-- START OF Data supplied --

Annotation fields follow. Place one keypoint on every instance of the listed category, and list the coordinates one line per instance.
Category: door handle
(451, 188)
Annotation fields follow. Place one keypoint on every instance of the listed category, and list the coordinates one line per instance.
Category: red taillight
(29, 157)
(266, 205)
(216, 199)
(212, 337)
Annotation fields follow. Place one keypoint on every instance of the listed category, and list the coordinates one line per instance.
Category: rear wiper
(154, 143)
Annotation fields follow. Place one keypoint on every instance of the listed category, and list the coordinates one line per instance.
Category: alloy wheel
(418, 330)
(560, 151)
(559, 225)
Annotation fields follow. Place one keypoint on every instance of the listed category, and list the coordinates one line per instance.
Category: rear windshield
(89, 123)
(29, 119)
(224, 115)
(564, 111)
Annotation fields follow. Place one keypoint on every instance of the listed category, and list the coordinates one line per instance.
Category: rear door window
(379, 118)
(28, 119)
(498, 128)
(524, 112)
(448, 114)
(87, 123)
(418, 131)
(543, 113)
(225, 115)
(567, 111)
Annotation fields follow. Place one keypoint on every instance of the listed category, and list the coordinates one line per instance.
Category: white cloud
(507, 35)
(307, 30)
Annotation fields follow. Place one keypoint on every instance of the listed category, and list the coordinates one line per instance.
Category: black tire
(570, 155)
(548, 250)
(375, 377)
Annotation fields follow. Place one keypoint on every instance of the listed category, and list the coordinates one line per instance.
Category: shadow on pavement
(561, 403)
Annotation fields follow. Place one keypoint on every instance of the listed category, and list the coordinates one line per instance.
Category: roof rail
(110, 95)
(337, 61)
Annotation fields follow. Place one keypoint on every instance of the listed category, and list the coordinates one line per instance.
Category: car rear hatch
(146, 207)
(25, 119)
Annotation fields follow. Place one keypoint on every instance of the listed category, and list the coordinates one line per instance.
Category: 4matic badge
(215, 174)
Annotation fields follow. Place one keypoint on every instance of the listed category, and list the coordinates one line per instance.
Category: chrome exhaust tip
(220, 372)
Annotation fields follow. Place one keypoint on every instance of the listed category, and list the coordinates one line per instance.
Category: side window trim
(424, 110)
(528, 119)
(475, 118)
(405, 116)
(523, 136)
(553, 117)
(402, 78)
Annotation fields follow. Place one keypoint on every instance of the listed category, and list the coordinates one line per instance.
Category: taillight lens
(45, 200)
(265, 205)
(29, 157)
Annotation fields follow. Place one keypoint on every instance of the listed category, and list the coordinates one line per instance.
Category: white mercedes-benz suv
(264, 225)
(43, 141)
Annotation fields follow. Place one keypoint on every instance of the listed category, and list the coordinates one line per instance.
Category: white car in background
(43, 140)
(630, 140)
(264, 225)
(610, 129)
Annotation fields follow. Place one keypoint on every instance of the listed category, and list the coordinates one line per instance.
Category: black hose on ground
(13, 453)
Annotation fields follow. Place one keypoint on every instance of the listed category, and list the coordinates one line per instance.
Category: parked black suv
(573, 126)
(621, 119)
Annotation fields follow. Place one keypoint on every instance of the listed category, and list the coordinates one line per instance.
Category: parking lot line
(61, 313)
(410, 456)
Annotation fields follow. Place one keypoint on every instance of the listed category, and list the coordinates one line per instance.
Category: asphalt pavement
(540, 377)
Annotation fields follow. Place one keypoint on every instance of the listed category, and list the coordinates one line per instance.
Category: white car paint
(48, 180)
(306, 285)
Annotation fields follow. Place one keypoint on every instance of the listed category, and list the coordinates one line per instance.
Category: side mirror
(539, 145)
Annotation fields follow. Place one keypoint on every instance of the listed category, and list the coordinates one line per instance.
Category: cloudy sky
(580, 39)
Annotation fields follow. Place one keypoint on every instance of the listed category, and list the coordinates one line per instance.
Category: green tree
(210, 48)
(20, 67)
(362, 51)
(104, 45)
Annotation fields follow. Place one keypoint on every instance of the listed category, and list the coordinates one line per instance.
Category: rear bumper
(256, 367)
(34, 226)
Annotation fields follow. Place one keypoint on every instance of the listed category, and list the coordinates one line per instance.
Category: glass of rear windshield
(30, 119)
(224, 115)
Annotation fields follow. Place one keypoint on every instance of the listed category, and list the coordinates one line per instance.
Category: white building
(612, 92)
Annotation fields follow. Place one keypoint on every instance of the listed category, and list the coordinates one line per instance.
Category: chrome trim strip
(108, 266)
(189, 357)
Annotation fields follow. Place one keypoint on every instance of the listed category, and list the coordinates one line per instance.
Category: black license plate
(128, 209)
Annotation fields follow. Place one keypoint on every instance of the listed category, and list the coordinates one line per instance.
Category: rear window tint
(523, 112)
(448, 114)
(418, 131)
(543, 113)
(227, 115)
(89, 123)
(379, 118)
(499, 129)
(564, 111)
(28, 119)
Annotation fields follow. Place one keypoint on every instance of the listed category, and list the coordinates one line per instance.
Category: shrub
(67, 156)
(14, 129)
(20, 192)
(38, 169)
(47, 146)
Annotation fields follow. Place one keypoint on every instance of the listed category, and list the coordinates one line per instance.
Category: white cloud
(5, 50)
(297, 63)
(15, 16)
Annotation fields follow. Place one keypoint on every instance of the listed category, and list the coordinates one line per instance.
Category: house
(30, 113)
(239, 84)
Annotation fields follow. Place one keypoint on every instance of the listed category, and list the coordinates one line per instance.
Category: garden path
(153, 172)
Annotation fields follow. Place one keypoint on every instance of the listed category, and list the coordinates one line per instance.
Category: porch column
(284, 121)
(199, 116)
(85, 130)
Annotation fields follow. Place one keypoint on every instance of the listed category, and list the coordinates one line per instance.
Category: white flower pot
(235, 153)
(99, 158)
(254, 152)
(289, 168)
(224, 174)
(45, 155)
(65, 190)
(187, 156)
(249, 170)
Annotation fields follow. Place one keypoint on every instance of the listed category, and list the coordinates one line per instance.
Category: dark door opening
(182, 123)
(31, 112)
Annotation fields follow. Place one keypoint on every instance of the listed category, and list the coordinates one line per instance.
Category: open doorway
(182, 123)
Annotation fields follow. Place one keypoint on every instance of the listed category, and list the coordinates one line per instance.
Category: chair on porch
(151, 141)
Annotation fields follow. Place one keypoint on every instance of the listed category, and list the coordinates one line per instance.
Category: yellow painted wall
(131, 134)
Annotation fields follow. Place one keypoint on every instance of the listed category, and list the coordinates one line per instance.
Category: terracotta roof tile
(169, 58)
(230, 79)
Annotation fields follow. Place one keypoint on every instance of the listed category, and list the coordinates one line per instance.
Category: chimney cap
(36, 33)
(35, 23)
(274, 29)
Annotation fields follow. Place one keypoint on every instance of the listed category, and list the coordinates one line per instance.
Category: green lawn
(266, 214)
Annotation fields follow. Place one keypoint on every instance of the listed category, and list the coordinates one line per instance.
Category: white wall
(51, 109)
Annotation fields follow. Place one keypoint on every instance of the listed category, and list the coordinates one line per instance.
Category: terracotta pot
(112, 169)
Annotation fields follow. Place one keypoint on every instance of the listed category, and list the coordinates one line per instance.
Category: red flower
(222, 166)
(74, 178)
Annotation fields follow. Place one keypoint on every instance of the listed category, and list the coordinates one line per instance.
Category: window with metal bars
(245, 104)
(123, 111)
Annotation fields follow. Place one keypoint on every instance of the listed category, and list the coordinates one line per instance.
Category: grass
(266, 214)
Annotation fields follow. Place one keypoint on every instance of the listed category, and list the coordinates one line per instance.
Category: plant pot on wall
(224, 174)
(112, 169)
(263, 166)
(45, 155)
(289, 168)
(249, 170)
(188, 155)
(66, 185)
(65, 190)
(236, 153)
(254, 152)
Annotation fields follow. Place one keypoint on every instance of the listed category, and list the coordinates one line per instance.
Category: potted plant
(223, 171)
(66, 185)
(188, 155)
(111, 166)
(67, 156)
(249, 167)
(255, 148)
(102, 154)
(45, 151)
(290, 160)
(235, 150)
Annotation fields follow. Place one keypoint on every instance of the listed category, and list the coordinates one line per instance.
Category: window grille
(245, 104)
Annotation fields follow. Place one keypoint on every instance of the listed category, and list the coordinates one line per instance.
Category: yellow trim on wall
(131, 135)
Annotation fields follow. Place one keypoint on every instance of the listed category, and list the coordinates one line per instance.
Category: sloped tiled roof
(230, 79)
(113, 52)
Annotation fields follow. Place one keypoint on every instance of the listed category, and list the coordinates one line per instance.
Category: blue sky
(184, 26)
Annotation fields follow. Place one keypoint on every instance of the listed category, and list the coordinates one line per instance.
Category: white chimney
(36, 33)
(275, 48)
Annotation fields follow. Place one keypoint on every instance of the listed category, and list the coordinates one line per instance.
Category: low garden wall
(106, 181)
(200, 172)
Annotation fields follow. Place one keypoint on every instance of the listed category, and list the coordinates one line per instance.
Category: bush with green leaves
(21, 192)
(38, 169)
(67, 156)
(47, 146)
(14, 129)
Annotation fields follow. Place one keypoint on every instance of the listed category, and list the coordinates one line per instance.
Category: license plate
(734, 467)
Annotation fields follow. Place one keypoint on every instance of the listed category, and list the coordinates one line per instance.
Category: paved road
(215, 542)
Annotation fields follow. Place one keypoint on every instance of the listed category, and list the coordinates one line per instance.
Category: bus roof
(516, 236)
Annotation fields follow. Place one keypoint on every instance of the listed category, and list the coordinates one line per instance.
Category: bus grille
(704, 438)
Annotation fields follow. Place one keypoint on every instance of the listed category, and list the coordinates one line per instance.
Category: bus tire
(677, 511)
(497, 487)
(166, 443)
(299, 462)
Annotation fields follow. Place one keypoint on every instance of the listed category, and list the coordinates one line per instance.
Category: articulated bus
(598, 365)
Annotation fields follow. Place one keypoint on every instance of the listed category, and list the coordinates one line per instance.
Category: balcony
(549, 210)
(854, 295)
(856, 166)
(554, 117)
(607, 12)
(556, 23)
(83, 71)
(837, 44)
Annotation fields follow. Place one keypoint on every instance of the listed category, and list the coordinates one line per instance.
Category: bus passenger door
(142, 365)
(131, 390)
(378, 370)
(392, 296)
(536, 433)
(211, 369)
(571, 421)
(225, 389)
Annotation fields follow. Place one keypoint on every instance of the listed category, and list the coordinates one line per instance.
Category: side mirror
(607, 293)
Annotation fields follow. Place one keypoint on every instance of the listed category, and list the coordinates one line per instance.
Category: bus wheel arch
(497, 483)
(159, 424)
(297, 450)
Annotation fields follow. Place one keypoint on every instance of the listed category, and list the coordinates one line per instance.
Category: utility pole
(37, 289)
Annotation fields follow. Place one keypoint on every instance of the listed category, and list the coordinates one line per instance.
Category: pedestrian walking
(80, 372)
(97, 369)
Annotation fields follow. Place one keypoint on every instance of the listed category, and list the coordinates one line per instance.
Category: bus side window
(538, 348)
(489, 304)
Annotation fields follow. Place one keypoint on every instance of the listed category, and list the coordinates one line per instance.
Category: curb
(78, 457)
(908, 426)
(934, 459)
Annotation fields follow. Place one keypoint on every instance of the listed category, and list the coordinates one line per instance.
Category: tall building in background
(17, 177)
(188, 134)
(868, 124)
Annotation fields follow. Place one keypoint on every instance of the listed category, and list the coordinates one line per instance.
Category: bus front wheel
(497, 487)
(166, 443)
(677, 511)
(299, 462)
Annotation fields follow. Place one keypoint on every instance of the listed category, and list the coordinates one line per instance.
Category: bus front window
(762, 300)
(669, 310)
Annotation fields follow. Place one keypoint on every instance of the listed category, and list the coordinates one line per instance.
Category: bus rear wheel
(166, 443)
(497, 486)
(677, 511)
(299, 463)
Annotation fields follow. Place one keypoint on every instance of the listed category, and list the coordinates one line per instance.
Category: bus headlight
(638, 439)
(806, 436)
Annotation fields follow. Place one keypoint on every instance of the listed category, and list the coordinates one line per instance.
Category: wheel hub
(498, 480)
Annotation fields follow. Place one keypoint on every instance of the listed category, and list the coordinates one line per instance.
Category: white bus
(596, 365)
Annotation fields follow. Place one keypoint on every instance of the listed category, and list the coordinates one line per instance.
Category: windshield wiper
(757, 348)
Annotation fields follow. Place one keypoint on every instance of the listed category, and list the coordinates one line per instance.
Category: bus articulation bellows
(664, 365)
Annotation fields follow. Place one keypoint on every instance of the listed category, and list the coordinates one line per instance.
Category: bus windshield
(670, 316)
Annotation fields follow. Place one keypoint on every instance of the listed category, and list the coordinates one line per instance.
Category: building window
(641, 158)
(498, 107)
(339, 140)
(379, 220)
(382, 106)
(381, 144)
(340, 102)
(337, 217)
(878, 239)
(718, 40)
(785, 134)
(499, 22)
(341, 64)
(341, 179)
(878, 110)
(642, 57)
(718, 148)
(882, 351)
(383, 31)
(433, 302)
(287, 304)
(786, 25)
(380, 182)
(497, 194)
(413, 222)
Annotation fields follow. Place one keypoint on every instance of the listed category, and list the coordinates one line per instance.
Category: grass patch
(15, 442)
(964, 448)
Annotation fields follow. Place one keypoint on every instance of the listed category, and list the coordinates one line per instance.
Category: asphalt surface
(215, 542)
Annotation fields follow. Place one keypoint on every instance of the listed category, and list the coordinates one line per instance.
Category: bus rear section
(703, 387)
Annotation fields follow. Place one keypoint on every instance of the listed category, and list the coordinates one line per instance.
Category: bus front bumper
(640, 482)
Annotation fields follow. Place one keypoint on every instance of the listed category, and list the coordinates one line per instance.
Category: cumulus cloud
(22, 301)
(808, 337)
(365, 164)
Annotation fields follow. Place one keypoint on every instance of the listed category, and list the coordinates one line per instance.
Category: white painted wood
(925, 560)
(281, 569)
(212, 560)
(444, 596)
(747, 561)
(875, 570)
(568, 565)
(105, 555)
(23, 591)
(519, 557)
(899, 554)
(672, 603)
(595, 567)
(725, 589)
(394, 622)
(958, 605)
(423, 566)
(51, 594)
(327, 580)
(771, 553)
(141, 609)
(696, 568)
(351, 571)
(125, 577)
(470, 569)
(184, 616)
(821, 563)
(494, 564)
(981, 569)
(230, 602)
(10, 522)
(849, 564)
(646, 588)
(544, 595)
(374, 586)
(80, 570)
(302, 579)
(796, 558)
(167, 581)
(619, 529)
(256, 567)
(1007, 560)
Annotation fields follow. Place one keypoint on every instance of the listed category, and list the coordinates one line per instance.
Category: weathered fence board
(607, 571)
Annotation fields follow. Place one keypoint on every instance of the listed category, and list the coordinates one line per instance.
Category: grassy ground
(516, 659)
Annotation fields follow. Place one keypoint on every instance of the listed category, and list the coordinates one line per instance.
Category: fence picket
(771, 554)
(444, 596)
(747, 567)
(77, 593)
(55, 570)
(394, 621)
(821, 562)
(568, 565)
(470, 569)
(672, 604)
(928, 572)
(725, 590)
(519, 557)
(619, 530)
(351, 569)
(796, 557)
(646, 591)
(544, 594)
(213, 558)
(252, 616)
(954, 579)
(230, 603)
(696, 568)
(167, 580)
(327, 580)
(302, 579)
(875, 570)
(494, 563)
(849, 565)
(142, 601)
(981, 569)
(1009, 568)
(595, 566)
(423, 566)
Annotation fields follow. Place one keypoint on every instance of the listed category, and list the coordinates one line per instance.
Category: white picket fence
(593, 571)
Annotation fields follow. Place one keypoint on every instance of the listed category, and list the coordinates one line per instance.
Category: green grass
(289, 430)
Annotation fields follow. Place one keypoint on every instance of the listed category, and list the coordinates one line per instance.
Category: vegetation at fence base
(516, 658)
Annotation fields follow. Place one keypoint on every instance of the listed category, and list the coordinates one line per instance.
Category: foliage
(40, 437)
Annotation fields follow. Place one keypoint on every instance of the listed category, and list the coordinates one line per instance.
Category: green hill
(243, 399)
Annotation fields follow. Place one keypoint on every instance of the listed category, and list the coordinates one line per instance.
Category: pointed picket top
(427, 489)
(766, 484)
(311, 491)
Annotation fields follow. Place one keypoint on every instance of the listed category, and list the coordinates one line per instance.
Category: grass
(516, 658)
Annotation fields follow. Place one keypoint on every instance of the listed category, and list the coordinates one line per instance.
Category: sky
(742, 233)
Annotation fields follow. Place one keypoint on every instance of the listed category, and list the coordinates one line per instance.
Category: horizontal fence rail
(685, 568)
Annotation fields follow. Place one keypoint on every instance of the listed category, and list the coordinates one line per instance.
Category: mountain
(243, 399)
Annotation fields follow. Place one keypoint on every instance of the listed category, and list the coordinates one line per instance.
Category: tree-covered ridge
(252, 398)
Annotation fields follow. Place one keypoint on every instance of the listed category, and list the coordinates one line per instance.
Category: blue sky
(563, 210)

-- END OF Data supplied --

How many lines above contain the string "wall"? Matching is case-sensitive, and the reply should be the number alone.

5